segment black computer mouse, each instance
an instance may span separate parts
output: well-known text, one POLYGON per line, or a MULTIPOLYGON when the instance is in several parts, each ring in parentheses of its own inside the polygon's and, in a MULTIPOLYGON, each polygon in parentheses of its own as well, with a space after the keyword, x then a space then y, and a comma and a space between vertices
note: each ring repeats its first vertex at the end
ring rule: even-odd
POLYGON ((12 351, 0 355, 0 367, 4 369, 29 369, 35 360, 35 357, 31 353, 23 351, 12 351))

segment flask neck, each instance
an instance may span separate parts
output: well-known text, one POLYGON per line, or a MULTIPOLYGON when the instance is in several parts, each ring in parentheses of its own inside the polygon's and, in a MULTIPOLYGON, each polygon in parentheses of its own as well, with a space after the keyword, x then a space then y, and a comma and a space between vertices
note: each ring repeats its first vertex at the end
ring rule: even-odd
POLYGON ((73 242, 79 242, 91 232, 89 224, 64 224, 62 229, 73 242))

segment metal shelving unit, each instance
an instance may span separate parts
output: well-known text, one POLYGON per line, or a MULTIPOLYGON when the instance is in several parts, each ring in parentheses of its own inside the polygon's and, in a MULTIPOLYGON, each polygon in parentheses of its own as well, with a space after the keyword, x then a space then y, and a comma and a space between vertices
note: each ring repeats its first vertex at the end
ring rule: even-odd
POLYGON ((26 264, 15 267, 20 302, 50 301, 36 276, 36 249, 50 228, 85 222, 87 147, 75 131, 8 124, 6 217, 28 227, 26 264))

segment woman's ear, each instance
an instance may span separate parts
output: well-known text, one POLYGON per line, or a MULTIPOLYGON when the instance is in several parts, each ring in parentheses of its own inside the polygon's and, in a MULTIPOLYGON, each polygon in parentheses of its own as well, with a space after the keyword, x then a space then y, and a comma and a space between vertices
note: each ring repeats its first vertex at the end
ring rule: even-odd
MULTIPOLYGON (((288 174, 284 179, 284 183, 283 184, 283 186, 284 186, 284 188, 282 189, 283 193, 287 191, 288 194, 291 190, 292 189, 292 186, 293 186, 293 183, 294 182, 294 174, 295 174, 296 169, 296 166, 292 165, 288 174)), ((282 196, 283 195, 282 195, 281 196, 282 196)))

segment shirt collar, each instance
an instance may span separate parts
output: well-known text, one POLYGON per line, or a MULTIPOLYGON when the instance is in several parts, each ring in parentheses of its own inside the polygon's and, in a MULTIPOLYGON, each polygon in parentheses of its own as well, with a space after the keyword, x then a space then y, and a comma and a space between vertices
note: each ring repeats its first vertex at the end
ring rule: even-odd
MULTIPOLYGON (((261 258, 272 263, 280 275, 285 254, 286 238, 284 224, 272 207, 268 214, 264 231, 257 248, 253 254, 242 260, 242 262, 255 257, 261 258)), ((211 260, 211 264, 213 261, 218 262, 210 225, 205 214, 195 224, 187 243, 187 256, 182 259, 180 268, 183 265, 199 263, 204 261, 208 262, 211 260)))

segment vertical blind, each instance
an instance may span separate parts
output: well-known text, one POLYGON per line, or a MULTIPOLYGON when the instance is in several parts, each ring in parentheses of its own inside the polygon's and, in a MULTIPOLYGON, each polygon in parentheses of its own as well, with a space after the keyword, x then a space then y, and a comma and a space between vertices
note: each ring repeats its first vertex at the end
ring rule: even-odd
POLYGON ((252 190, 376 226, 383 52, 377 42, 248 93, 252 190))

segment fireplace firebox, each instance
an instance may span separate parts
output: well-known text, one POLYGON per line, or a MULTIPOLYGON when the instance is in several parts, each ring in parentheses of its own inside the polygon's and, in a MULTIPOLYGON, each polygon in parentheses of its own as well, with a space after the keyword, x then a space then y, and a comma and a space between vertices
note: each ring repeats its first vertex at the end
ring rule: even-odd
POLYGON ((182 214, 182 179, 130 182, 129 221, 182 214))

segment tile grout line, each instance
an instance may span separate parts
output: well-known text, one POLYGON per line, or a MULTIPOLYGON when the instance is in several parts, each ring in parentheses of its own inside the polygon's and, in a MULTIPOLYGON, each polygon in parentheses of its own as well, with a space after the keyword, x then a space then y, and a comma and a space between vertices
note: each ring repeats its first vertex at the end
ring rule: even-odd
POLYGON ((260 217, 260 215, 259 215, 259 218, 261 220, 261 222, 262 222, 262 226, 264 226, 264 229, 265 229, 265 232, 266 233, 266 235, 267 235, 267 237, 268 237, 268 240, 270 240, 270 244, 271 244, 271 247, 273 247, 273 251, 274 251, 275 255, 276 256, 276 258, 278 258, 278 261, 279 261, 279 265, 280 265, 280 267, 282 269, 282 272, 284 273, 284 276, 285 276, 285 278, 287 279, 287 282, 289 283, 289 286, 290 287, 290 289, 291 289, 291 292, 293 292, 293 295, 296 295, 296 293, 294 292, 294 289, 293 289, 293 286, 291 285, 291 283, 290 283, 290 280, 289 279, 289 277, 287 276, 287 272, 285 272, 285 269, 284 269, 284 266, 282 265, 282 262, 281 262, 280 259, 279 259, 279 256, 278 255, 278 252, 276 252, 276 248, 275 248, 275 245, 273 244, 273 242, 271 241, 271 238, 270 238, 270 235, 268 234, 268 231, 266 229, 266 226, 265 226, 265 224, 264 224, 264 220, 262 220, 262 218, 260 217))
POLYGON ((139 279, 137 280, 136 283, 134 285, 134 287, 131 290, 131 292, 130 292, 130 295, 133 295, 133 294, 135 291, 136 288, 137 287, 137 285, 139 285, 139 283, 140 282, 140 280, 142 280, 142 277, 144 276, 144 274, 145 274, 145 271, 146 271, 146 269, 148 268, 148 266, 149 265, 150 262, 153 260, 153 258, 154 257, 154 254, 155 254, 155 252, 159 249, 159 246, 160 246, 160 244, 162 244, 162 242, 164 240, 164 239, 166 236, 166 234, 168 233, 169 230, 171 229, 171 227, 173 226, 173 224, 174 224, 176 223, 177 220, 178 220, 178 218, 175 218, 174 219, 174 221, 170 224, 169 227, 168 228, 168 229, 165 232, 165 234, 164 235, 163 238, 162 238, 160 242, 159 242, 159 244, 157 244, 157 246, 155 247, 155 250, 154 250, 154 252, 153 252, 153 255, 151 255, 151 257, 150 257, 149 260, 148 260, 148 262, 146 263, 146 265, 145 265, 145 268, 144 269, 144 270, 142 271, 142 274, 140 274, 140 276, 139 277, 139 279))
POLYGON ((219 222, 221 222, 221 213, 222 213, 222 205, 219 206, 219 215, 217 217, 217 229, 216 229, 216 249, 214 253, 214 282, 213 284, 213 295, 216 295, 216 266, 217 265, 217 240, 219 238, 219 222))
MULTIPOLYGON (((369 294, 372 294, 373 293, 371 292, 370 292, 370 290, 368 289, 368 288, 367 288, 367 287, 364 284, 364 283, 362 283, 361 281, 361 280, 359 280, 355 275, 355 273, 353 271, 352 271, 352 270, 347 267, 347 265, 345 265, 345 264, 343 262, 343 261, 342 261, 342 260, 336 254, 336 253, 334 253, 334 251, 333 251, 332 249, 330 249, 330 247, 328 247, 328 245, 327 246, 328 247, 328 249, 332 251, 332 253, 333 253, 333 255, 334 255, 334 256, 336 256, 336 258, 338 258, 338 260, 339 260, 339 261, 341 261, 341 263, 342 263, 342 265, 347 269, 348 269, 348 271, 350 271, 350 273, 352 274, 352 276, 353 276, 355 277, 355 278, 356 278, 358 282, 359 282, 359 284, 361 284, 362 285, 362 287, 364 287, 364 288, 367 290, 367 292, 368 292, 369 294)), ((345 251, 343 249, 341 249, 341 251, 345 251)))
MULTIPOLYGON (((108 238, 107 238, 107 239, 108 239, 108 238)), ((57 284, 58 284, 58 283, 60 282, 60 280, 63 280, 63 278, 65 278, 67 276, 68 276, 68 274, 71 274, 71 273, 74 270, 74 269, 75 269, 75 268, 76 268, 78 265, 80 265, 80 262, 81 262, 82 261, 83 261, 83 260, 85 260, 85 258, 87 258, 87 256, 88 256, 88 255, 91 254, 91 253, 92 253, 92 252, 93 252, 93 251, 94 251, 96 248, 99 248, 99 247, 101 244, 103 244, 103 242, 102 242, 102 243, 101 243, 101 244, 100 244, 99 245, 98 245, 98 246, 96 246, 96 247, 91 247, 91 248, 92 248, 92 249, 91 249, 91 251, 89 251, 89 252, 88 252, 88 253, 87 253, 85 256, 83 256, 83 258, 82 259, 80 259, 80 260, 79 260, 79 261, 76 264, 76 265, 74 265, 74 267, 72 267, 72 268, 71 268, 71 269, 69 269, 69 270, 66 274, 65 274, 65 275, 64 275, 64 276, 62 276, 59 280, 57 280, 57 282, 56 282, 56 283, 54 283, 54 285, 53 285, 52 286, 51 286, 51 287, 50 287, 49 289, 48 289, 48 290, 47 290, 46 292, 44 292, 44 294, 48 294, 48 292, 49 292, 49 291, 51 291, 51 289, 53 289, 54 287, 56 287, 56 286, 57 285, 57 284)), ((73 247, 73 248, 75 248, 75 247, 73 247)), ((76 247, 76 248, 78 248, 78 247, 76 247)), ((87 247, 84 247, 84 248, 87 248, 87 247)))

#####

*What to do*: Please quote the lines from the very first one through the line containing "POLYGON ((12 351, 0", copying each one unchanged.

*Exercise solution*:
segment black computer mouse, each instance
an instance may span separate parts
output: well-known text, one POLYGON per line, or a MULTIPOLYGON when the instance is in several parts, each ring in parentheses of its own inside the polygon's and, in a MULTIPOLYGON, each polygon in parentheses of its own as well, with a space after the keyword, x then a space then y, and a comma and a space between vertices
note: each ring repeats its first vertex at the end
ring rule: even-odd
POLYGON ((12 351, 0 355, 0 367, 4 369, 29 369, 35 360, 35 357, 31 353, 23 351, 12 351))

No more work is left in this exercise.